Problem details
No pictures go into the copy. Write out exactly the lines below from the one containing "Target: white cloud" through the one containing "Target: arm".

Provided data
===

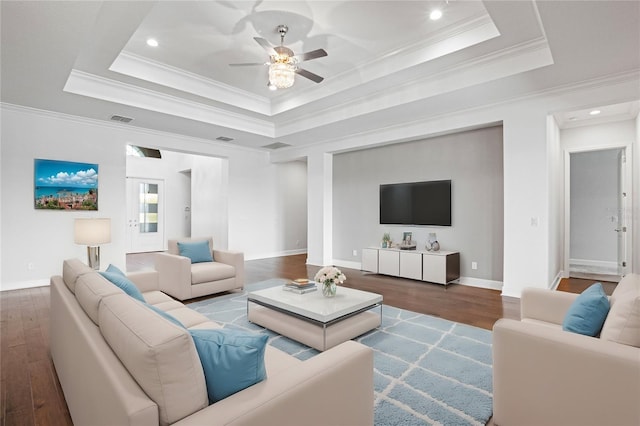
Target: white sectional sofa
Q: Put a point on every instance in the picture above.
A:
(121, 363)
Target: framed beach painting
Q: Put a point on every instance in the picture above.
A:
(64, 185)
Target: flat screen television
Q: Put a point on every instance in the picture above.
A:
(416, 203)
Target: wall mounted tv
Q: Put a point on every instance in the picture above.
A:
(416, 203)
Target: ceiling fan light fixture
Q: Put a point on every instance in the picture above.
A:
(282, 75)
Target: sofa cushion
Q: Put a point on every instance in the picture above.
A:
(114, 269)
(124, 283)
(623, 322)
(156, 297)
(165, 315)
(588, 312)
(188, 317)
(231, 360)
(159, 355)
(72, 269)
(211, 271)
(91, 288)
(197, 251)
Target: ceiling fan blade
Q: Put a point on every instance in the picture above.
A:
(248, 64)
(314, 54)
(266, 45)
(308, 74)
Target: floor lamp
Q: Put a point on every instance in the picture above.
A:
(92, 233)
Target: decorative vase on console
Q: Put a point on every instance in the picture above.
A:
(432, 242)
(328, 278)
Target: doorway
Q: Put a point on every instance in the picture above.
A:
(598, 199)
(145, 215)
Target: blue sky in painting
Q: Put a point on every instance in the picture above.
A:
(52, 173)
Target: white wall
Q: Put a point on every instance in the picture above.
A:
(45, 238)
(472, 160)
(529, 231)
(556, 205)
(635, 210)
(209, 200)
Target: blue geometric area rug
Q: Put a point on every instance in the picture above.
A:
(427, 370)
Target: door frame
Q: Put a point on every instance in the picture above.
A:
(161, 214)
(628, 178)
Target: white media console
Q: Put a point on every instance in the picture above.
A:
(438, 267)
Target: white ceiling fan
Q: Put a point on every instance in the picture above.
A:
(283, 63)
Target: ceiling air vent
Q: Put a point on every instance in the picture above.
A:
(276, 145)
(121, 118)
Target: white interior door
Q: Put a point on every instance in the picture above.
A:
(621, 225)
(145, 221)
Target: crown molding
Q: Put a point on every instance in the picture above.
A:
(126, 127)
(156, 72)
(386, 135)
(516, 59)
(82, 83)
(470, 32)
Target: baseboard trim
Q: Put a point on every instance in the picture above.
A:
(593, 266)
(556, 281)
(347, 264)
(20, 285)
(277, 254)
(478, 282)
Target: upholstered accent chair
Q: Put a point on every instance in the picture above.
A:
(185, 278)
(544, 375)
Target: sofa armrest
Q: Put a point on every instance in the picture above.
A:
(332, 388)
(546, 376)
(233, 258)
(145, 280)
(174, 275)
(545, 305)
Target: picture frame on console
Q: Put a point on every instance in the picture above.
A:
(406, 238)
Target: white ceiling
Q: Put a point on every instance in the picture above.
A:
(387, 62)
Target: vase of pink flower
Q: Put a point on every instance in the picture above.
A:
(328, 279)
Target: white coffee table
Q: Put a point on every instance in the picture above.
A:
(317, 321)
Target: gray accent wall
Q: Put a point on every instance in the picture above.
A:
(473, 160)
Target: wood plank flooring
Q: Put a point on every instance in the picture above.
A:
(30, 393)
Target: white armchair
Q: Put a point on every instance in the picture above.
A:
(183, 280)
(543, 375)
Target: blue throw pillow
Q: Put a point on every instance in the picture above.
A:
(125, 284)
(587, 313)
(165, 315)
(231, 360)
(115, 270)
(198, 251)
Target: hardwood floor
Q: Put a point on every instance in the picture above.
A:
(30, 393)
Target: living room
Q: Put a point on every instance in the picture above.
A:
(502, 134)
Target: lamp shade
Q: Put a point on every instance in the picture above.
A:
(92, 232)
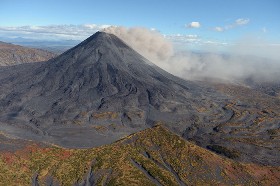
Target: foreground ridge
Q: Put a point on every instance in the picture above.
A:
(151, 157)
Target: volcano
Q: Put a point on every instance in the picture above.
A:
(92, 94)
(102, 90)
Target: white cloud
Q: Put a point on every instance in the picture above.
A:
(183, 38)
(76, 32)
(237, 23)
(193, 25)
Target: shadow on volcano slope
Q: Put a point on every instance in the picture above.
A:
(102, 90)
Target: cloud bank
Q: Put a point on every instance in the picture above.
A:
(76, 32)
(237, 23)
(235, 67)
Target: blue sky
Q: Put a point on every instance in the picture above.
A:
(220, 21)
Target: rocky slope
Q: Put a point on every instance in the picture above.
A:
(14, 54)
(102, 90)
(151, 157)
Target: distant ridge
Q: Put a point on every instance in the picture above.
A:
(102, 90)
(14, 54)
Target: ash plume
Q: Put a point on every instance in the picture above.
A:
(238, 65)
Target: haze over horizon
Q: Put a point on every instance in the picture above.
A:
(167, 33)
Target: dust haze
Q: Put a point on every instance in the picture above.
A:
(237, 65)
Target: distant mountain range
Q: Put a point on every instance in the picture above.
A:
(54, 46)
(149, 127)
(14, 54)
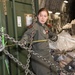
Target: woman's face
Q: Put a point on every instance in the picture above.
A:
(42, 17)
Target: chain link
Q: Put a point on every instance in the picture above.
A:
(36, 54)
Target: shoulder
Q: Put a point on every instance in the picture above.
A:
(35, 25)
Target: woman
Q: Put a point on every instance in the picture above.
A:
(41, 32)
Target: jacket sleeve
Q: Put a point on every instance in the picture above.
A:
(52, 36)
(27, 36)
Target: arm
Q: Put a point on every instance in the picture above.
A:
(52, 36)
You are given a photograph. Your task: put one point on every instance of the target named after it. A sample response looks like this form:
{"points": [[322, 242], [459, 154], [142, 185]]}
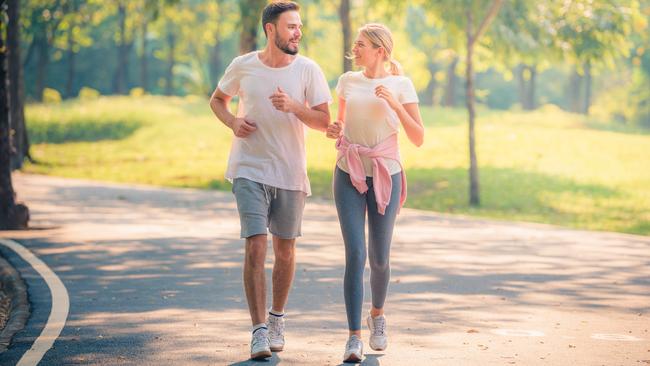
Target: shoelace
{"points": [[380, 325], [278, 328], [259, 337], [354, 343]]}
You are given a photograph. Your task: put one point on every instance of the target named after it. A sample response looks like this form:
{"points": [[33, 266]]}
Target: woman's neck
{"points": [[376, 71]]}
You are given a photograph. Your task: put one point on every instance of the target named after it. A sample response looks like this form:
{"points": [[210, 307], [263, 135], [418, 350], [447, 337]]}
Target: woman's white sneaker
{"points": [[378, 337], [276, 332], [260, 348], [353, 350]]}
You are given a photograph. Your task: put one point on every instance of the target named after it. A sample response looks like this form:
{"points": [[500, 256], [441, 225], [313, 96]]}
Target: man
{"points": [[279, 93]]}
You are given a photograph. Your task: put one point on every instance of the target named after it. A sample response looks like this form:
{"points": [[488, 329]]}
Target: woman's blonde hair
{"points": [[380, 36]]}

===

Answer to the exercise
Target: white cloud
Q: Put a point on every instance in the picture above.
A:
(183, 38)
(76, 32)
(237, 23)
(193, 25)
Target: shadow on volcano slope
Q: Put a point on every instance in the picture above.
A:
(102, 90)
Target: cloud bank
Q: Put a point on every instance in the picture above.
A:
(76, 32)
(237, 23)
(235, 67)
Target: blue sky
Q: Put a point on every instance in the picture above.
A:
(220, 21)
Target: rocky slope
Q: Put a point on every instance in the picture above.
A:
(14, 54)
(102, 90)
(151, 157)
Target: distant ridge
Q: Put a point on every instance in the picture above.
A:
(102, 90)
(14, 54)
Target: ash plume
Q: Put a point on every instance in the picture above.
A:
(238, 65)
Target: haze over horizon
Q: Put a point on every instance in the picture above.
A:
(167, 33)
Target: dust haze
Q: Put a point on every instance in the picture above.
A:
(237, 65)
Target: distant mountain range
Q: Put a point on every instance in the picture above.
A:
(54, 46)
(149, 127)
(14, 54)
Target: woman's face
Q: Put a point on every instance in the picture above.
A:
(42, 17)
Target: chain link
Q: Put a point on every instance in the picture above.
A:
(36, 54)
Target: shoulder
Q: Put a point on every instance in the picture above.
A:
(35, 25)
Target: woman
Q: Put a point on every instance in the picture above.
A:
(41, 32)
Target: jacket sleeve
Q: Put a point on every instance in the picture above.
A:
(52, 36)
(27, 36)
Target: arm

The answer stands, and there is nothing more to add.